What is being asked
Your task is to repeat the listing exactly.

-- Begin Material to process --

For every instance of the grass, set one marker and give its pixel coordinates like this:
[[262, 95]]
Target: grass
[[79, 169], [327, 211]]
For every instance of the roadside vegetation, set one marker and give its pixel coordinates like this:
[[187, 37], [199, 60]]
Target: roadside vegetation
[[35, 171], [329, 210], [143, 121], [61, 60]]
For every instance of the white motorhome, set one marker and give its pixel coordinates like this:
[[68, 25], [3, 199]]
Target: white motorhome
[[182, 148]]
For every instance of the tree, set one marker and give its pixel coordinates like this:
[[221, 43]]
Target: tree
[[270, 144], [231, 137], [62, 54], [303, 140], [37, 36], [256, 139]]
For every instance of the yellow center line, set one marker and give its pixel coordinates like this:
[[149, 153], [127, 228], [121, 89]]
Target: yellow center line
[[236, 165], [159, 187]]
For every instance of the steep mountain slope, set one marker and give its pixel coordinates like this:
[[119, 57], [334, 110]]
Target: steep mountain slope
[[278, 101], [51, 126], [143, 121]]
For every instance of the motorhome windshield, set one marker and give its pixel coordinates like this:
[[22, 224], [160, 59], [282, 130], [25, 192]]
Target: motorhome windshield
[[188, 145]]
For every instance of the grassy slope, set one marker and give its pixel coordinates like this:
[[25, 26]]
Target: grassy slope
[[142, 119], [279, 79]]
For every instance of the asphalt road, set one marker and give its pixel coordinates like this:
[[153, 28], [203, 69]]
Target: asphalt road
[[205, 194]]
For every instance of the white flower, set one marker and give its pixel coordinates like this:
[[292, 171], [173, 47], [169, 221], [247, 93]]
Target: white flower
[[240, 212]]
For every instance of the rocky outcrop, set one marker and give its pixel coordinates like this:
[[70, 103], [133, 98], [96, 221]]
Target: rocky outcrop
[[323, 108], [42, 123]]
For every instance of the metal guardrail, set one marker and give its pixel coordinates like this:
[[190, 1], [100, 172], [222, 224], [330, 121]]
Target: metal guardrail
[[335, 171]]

-- End Material to process --

Output for this task
For every instance of the grass, set one marker and give its pixel coordinates like this:
[[262, 95]]
Target: grass
[[79, 169], [327, 211]]
For every instance of the roadside vegetation, set one marker and give its pixel coordinates like this:
[[187, 37], [199, 60]]
Target: roadside vegetation
[[35, 171], [329, 210], [143, 121], [61, 60]]
For every instance of the white motorhome, set one marker and give its pixel coordinates like this:
[[68, 25], [3, 199]]
Target: white motorhome
[[182, 148]]
For every instance of the tree, set one marker and give its pixel coordinates like this:
[[221, 43]]
Target: tree
[[270, 144], [231, 137], [62, 54], [303, 140], [37, 36], [256, 139]]
For every instance of the yellow center line, set one marker and give its pixel coordinates like this:
[[149, 153], [127, 228], [121, 89]]
Target: yellow center line
[[236, 165], [159, 187]]
For every instance of the steep mountain slope, set one marker and give its pixel coordinates like this:
[[119, 57], [334, 110]]
Target: steep mountain slope
[[278, 101], [51, 126], [143, 121]]
For every instance of the motorhome windshield, set one marker and give its pixel coordinates like this:
[[22, 224], [160, 59], [282, 130], [25, 192]]
Target: motorhome windshield
[[188, 145]]
For every instance of the grassy slope, set one marker and give its pixel coordinates like this:
[[25, 26]]
Target: grassy slope
[[142, 119], [279, 79]]
For every instance of the asphalt road, set one marker and give its pixel coordinates like this:
[[153, 28], [203, 69]]
Target: asphalt road
[[205, 194]]
For every instance of the white flower, set one marker and give its pixel coordinates like this:
[[292, 171], [173, 47], [169, 221], [247, 93]]
Target: white flower
[[240, 212]]
For every instance of the rocky outcrop, set one marker and give its pixel coordinates like this:
[[70, 103], [133, 98], [96, 221]]
Target: rocky outcrop
[[323, 108], [42, 123]]
For every instance of the metal guardrail, set one marker and give its pixel coordinates like this:
[[190, 1], [100, 172], [222, 224], [330, 121]]
Target: metal guardrail
[[335, 171]]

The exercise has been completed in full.